Assignment 1: Repeat word for word the part of the grounding article starting at "Staying Grounded and" and ending at "now looks like).".
Assignment 2:
Answer these about the grounding article:
(a) What credential follows the author's name?
(b) Which three underlying mental health conditions does it mention?
(c) On what day and at what time does the Virtual Activity Program meet?

Page extract:
────────────────────
Staying Grounded and Grateful during a Pandemic

By Kathryn Cherkas, MIPH
None of us are exempt from feeling the stress in our country today. From political tensions and racial injustices to the COVID-19 pandemic, we are all impacted emotionally, physically or spiritually. Coping during this time is particularly difficult for those struggling with underlying mental health conditions, such as PTSD, depression or anxiety. The practice of ‘grounding’ is a common technique used in cognitive and behavioral therapy for those dealing with anxiety/ stress. In the challenging times we are, I believe this practice can benefit anyone and everyone in de-cluttering the mind and bringing oneself to a grounded state of calm (whatever that now looks like).
There are a few common strategies employed in the grounding technique, such as breath work, body scans and focusing on external stimuli. Many of these strategies overlap those used in spirituality practices that I invite you to try as we incorporate spirituality into our weekly Virtual Activity Program (Tuesdays at 3:00pm). In our spirituality program, each week we will work on one or a few of the following practices and share with one another.
  • Body awareness and breathing: giving sustained attention to all parts and functions of our body; from our pinkie toes to our heart beat, from our ear lobes to our lungs expanding and contracting as we breathe, acknowledging each and everything about our physical selves, independent of the external environment.
────────────────────
Given entries:
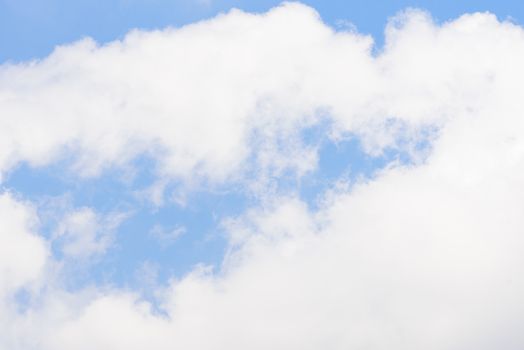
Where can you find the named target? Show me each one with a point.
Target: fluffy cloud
(425, 255)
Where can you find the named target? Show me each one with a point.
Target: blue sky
(165, 181)
(31, 28)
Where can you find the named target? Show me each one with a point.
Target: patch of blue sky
(200, 239)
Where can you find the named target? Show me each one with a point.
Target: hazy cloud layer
(424, 256)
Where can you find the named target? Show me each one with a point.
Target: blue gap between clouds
(204, 241)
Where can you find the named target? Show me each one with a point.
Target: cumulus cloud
(425, 255)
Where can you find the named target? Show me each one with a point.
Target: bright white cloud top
(425, 254)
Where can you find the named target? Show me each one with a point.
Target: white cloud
(426, 255)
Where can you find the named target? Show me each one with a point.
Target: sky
(236, 174)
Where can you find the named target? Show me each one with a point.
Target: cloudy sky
(227, 174)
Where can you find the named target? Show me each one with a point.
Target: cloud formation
(425, 255)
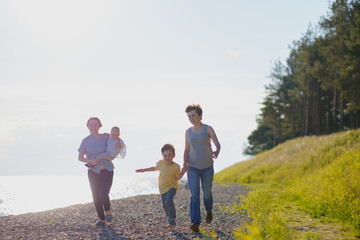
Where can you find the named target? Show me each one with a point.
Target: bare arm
(186, 156)
(150, 169)
(213, 137)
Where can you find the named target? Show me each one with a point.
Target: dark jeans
(168, 203)
(100, 185)
(194, 177)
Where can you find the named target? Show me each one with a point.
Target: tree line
(317, 90)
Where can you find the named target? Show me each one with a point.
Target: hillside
(313, 177)
(293, 160)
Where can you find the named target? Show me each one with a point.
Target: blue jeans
(168, 203)
(100, 185)
(194, 177)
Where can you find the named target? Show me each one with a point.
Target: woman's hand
(181, 174)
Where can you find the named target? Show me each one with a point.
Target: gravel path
(140, 217)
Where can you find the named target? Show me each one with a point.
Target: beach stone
(139, 217)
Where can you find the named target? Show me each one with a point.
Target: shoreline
(138, 217)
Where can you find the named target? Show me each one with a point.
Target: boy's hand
(181, 174)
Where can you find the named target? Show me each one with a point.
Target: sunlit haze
(136, 64)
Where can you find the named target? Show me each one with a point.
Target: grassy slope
(319, 177)
(292, 160)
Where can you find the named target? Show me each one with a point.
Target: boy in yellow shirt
(168, 182)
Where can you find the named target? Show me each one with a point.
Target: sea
(25, 194)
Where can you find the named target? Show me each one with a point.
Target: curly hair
(195, 107)
(168, 146)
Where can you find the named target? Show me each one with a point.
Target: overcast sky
(136, 64)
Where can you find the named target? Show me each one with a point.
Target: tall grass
(322, 173)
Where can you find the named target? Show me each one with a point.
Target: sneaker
(108, 218)
(209, 217)
(172, 223)
(195, 227)
(100, 223)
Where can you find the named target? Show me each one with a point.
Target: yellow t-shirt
(167, 176)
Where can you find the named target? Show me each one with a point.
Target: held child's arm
(118, 143)
(150, 169)
(181, 174)
(82, 158)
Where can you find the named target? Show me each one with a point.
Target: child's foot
(108, 218)
(209, 217)
(100, 223)
(172, 223)
(195, 227)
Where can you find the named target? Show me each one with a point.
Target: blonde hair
(93, 118)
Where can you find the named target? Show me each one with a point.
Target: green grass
(315, 178)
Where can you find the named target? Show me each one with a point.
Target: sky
(136, 64)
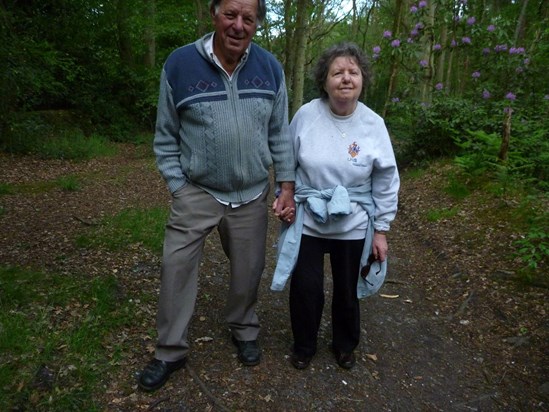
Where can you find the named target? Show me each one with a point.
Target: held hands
(379, 246)
(284, 204)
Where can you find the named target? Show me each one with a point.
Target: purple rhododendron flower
(517, 50)
(500, 47)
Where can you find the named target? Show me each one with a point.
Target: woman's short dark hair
(345, 49)
(261, 9)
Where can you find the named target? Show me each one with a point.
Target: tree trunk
(124, 41)
(300, 42)
(289, 53)
(428, 56)
(150, 39)
(521, 23)
(506, 135)
(397, 22)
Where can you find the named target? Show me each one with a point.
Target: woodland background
(449, 75)
(464, 90)
(459, 79)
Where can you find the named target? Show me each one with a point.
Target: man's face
(235, 25)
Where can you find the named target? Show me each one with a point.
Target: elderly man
(222, 122)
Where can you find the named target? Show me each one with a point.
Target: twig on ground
(203, 386)
(85, 221)
(156, 403)
(463, 305)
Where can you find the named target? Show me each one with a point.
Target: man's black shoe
(157, 372)
(248, 351)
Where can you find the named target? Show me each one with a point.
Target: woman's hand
(379, 246)
(284, 204)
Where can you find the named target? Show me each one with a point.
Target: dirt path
(450, 331)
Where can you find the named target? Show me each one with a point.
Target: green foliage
(424, 131)
(6, 189)
(34, 134)
(533, 249)
(53, 329)
(527, 158)
(457, 187)
(127, 228)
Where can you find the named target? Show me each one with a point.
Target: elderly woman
(346, 195)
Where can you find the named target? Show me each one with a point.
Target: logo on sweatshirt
(354, 150)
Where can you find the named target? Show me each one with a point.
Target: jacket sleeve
(166, 138)
(280, 142)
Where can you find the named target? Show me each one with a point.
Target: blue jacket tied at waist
(321, 204)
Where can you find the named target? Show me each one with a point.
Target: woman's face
(344, 82)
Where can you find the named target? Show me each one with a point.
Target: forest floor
(452, 329)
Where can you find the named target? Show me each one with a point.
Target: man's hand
(284, 204)
(380, 247)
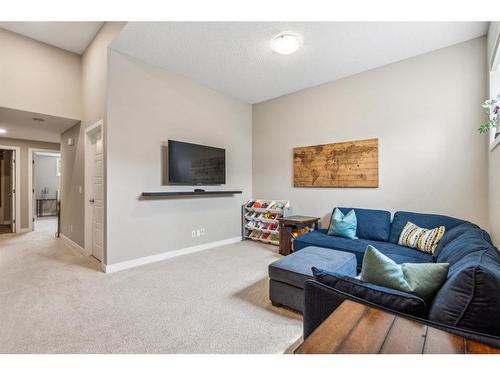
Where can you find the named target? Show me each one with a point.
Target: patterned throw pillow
(420, 238)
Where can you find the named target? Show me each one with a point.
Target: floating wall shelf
(173, 194)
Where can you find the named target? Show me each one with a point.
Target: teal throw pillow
(422, 279)
(343, 225)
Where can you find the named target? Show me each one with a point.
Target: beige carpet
(53, 300)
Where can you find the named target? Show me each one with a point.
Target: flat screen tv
(191, 164)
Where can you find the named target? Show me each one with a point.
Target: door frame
(89, 132)
(18, 185)
(31, 155)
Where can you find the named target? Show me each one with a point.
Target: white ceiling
(20, 125)
(71, 36)
(235, 58)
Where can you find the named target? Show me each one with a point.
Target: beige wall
(146, 107)
(94, 94)
(23, 159)
(494, 156)
(39, 78)
(425, 111)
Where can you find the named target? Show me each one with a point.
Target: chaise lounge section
(468, 300)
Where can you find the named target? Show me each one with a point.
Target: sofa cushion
(470, 297)
(399, 254)
(295, 268)
(428, 221)
(386, 297)
(467, 242)
(372, 224)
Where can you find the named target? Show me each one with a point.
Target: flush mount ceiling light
(285, 43)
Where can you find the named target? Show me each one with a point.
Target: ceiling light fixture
(285, 43)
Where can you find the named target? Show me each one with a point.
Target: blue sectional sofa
(469, 300)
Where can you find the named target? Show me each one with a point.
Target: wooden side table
(288, 224)
(354, 328)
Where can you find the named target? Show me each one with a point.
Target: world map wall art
(345, 164)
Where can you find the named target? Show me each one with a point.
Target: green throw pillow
(343, 225)
(422, 279)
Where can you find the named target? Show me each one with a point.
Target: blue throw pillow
(343, 225)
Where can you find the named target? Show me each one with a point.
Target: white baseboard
(73, 244)
(108, 268)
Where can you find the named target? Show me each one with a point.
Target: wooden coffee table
(354, 328)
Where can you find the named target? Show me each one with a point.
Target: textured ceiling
(20, 124)
(235, 58)
(71, 36)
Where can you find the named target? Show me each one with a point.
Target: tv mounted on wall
(191, 164)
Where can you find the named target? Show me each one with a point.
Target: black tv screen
(190, 164)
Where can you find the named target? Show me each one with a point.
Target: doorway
(7, 191)
(94, 191)
(9, 188)
(44, 184)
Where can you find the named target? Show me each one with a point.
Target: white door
(13, 190)
(97, 195)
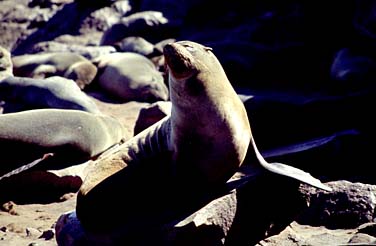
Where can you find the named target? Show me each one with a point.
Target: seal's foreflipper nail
(297, 174)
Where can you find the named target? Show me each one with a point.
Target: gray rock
(348, 206)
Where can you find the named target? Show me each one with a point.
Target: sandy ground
(33, 224)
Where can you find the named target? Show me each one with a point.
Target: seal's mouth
(179, 60)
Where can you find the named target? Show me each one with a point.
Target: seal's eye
(190, 48)
(208, 48)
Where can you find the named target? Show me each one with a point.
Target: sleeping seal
(65, 64)
(52, 92)
(194, 151)
(71, 136)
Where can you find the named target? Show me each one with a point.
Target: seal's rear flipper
(295, 173)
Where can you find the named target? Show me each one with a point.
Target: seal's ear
(208, 48)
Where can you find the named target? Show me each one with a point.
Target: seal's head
(183, 58)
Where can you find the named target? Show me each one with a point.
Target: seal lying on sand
(70, 135)
(52, 92)
(194, 151)
(131, 76)
(6, 66)
(65, 64)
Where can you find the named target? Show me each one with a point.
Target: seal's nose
(168, 48)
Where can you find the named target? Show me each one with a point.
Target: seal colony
(198, 147)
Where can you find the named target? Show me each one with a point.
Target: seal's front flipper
(295, 173)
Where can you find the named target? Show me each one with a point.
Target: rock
(48, 235)
(353, 68)
(348, 206)
(6, 65)
(135, 44)
(151, 114)
(360, 238)
(9, 207)
(89, 52)
(242, 217)
(150, 25)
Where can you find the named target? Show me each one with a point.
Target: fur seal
(194, 151)
(71, 135)
(65, 64)
(52, 92)
(131, 76)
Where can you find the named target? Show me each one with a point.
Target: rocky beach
(305, 73)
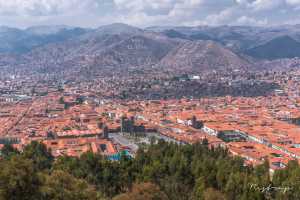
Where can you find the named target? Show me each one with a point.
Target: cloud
(94, 13)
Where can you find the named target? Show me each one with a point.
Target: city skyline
(94, 13)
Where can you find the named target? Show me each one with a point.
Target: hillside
(281, 47)
(202, 55)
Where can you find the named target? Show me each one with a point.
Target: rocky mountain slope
(120, 46)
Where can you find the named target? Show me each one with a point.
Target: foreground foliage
(161, 172)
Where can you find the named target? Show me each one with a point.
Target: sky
(143, 13)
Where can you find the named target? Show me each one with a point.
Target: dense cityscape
(177, 107)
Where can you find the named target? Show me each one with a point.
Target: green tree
(8, 150)
(18, 179)
(62, 186)
(143, 191)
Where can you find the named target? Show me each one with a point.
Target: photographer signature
(269, 188)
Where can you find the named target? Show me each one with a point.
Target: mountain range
(176, 48)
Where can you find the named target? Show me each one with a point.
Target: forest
(160, 171)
────────────────────
Your solution 1:
Staying Grounded and Grateful during a Pandemic

By Kathryn Cherkas, MIPH
None of us are exempt from feeling the stress in our country today. From political tensions and racial injustices to the COVID-19 pandemic, we are all impacted emotionally, physically or spiritually. Coping during this time is particularly difficult for those struggling with underlying mental health conditions, such as PTSD, depression or anxiety. The practice of ‘grounding’ is a common technique used in cognitive and behavioral therapy for those dealing with anxiety/ stress. In the challenging times we are, I believe this practice can benefit anyone and everyone in de-cluttering the mind and bringing oneself to a grounded state of calm (whatever that now looks like).

Your solution 2:
(a) MIPH
(b) PTSD, depression, and anxiety
(c) Tuesdays at 3:00pm